*What you will do*.
Return every entry exactly as written, with the pictures removed.

-- Opening Marker --

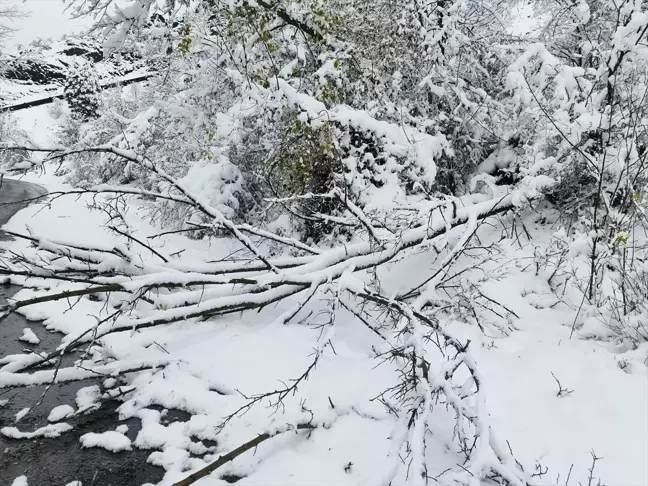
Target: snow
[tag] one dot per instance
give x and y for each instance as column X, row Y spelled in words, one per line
column 59, row 413
column 22, row 413
column 88, row 397
column 522, row 400
column 28, row 336
column 110, row 440
column 45, row 19
column 50, row 431
column 524, row 337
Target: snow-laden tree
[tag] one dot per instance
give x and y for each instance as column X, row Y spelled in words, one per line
column 328, row 139
column 81, row 91
column 581, row 98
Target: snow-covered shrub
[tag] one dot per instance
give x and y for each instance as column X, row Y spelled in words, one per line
column 10, row 135
column 81, row 92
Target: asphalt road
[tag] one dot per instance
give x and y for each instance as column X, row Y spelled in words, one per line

-- Closing Marker --

*Reply to the exercise*.
Target: snow
[tag] one dot per instance
give x and y for each instance as column X, row Y spelled in words, one per line
column 59, row 413
column 22, row 413
column 88, row 397
column 522, row 400
column 28, row 336
column 110, row 440
column 45, row 19
column 50, row 431
column 524, row 337
Target: snow-laden tree
[tag] one dot per instance
give x and y for each instance as column X, row Y spelled in words, one per line
column 328, row 139
column 81, row 91
column 581, row 98
Target: snow-covered shrub
[tag] one dot per instance
give x and y for each instance as column X, row Y spelled in words, one per line
column 10, row 135
column 81, row 92
Target: asphalt road
[tag] one dot per instance
give x and y for each instance as column X, row Y spelled in words, one per line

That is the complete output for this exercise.